PASSAGE TO READ:
>> begin
I know that sounds like a silly question, but I really need an advise. Recently a herd appeared at my local trail. Often they block the trail, and I (being a city boy) don't know how to behave toward them. I don't feel comfortable to shout at someone who can easily brake half of my bones with a single shot, especially when there are little ones with moms. What is the right way to ask them politely to free the way?

  • 3
    The main problem is that the cows may not readily get out of your way. Shouting at them from a respectable distance may cause them to move, or they may just look at you and stand there. Nov 4, 2013 at 1:37

3 Answers 3


To answer your question title in very short: You don't have to fear them but some healthy portion of respect won't be wrong.

The longer version: normally cow herds aren't really aggressive so it is quite safe to just go around the herd (if it blocks the trail) or pass them if they're close to the trail. Going right through the herd isn't a good idea in any case unless you know what you're doing.
>> end
WHAT IS REQUIRED:
Continue the passage about passing cows that block a hiking trail, picking up right after its final sentence.

GIVEN DATA:
>> begin
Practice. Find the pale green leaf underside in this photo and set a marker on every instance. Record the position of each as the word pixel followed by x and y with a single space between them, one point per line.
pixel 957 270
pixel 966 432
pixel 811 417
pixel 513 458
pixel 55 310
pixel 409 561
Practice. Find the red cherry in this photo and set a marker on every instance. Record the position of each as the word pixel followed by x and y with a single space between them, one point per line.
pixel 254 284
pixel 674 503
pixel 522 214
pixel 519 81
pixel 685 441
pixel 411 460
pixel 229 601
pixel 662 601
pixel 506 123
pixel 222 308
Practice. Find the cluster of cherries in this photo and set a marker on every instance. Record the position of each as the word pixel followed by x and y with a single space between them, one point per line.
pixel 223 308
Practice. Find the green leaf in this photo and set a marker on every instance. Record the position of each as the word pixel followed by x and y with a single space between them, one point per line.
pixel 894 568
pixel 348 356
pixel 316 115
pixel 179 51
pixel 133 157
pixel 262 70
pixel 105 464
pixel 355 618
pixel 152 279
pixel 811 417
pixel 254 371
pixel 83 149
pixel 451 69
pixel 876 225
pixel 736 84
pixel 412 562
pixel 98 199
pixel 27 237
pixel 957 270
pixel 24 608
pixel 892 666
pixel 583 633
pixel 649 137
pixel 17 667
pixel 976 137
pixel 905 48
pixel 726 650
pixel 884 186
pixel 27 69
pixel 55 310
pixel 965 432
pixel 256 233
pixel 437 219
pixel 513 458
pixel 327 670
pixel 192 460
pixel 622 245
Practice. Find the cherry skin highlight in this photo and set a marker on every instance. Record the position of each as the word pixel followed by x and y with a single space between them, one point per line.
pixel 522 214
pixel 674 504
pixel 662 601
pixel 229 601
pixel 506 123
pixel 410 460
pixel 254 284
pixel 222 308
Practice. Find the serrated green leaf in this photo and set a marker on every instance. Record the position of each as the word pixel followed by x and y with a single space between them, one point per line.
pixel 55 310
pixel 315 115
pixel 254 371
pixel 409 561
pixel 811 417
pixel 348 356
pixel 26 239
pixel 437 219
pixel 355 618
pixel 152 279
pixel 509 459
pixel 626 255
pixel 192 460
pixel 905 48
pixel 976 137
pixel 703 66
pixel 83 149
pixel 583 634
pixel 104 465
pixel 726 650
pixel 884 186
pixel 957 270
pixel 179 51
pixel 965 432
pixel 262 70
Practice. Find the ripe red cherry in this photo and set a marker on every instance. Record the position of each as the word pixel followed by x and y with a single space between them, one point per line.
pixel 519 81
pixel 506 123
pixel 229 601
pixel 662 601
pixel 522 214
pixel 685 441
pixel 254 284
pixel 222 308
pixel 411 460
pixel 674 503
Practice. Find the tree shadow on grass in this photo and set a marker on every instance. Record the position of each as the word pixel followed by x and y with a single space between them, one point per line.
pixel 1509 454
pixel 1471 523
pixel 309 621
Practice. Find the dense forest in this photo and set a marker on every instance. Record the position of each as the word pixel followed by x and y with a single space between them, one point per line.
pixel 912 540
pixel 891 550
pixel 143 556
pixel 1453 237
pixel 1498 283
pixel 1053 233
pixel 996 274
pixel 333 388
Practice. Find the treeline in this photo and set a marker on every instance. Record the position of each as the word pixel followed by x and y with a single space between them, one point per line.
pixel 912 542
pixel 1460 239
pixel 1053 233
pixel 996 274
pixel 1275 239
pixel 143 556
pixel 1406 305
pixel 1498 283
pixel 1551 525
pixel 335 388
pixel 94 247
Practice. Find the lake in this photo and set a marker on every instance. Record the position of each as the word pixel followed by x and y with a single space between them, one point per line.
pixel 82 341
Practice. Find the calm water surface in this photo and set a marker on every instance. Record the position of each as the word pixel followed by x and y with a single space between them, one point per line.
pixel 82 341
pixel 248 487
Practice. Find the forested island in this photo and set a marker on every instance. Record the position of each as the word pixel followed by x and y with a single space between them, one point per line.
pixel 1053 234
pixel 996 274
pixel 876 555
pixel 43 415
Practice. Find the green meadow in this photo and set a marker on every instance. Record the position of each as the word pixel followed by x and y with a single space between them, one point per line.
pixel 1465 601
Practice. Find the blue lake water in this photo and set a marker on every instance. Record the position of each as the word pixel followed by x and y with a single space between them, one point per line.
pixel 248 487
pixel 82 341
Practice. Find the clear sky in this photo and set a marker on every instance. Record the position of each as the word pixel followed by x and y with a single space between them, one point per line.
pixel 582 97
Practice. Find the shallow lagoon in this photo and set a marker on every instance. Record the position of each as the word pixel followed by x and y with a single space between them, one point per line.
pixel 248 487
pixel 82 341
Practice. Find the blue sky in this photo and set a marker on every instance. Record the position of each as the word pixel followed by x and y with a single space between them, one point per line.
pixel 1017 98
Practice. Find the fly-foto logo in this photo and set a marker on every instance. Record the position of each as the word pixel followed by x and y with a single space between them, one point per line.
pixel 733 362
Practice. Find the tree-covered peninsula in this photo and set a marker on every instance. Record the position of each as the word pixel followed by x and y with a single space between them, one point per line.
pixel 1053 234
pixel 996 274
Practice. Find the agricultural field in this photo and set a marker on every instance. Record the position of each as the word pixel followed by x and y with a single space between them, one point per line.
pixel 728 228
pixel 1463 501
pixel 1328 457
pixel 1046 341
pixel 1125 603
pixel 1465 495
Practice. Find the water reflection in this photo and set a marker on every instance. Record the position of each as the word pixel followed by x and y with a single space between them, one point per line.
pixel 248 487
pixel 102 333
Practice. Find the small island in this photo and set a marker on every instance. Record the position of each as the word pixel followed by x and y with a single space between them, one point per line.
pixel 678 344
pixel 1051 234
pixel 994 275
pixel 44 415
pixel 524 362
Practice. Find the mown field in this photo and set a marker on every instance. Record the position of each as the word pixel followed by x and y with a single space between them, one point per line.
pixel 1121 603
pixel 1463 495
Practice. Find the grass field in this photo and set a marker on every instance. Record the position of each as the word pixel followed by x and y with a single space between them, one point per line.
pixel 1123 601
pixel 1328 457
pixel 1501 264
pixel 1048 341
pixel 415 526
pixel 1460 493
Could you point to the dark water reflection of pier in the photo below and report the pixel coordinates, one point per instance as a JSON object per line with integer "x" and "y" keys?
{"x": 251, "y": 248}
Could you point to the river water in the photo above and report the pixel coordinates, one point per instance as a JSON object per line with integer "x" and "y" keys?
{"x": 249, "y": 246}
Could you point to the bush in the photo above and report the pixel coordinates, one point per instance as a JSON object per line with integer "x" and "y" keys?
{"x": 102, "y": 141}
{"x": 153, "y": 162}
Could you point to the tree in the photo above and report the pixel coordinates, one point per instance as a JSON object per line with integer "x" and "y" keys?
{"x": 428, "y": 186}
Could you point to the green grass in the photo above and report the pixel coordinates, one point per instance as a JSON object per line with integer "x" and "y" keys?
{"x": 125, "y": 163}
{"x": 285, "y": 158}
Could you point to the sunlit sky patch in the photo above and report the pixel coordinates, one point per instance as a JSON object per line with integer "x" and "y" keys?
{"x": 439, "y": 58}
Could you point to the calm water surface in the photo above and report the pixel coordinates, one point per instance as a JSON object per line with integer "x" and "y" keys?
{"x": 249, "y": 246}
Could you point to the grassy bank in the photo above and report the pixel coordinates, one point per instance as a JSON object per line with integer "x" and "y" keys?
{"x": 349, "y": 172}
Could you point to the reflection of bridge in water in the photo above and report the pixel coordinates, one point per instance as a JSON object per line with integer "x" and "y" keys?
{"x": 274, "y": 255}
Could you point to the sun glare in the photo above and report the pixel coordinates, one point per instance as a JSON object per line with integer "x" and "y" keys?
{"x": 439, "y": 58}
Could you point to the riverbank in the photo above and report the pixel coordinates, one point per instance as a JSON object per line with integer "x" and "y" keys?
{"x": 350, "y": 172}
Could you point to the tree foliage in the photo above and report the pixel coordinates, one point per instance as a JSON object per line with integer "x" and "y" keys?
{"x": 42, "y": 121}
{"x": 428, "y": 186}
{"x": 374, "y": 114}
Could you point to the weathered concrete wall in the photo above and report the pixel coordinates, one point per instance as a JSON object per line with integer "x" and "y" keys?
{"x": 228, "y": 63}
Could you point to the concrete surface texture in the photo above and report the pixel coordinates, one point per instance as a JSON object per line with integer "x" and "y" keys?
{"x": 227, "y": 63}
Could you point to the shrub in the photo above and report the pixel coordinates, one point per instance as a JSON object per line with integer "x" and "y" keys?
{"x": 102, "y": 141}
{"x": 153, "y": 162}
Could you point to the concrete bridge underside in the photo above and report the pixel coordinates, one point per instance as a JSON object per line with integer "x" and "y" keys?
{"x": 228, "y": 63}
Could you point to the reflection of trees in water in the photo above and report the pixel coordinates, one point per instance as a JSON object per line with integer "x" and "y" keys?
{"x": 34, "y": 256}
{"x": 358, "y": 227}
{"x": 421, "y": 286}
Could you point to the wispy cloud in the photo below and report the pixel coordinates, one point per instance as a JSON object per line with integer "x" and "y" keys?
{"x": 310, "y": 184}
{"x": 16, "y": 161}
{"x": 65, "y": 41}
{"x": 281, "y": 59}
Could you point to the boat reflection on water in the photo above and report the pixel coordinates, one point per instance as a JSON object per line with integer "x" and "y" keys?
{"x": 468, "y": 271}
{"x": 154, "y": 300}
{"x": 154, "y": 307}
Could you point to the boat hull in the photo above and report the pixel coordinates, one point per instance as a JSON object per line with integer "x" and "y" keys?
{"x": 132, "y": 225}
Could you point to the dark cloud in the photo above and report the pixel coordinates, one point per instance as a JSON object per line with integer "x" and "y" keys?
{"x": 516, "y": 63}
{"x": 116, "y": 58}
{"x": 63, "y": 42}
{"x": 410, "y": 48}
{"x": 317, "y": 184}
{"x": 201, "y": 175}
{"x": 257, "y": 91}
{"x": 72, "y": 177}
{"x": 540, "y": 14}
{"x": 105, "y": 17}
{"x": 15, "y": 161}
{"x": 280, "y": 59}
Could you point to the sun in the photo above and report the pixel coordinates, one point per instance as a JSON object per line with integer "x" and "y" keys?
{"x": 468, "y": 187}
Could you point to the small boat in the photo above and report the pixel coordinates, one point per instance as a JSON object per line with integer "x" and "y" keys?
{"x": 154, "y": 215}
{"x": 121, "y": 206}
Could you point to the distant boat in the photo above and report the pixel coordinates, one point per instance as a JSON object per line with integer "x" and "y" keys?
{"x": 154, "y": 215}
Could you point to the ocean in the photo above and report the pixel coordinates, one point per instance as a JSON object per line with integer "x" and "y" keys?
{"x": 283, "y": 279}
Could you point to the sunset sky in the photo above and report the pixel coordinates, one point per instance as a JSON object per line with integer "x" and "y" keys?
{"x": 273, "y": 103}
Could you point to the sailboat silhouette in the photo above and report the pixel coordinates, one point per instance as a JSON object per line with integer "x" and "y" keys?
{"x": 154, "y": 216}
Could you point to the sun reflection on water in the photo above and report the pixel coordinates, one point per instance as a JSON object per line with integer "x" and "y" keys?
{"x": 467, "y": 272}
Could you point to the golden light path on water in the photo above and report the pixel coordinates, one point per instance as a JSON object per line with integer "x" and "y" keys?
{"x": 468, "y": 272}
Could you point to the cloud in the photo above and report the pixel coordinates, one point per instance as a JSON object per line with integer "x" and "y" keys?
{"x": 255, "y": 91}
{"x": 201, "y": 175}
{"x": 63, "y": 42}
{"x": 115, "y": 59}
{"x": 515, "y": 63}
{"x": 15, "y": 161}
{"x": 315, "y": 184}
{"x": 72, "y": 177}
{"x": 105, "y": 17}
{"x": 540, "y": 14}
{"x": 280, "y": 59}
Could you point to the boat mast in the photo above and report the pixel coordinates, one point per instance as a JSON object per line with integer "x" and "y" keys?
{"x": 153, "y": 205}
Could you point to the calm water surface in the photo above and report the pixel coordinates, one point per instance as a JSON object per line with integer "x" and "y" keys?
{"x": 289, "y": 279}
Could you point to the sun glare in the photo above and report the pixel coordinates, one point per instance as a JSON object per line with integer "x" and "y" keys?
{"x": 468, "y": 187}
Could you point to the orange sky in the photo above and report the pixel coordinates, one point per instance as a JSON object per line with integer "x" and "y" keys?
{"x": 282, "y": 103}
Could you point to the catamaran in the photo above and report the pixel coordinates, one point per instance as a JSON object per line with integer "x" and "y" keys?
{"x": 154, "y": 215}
>> end
EXPECTED OUTPUT:
But there are two situations where some more caution is appropriate: mother cows that want to protect their calves as well as bulls can be somewhat aggressive. If those are present in a herd you should better keep a good distance and maybe avoid the herd by some more amount to prevent coming too close to them. Depending on the size of their meadow it may be the easiest to just avoid their meadow at all or at least forgo them by some 50 to 100 meters.

  • I've heard that some species are particularly violent, so you may want to gather some details on the one you'll visit.
    – Antoine
    Nov 4, 2013 at 0:18
  • Wild or feral cows are quite a different animal to domesticated cows. Bulls -always respect and give wide berth no matter what. Have no fear of a dairy cows, even one with a calf will not see you as a threat - don't scare them with surprises, sudden movement and noisy brakes and you will be right. Make enough noise so they know you are there though.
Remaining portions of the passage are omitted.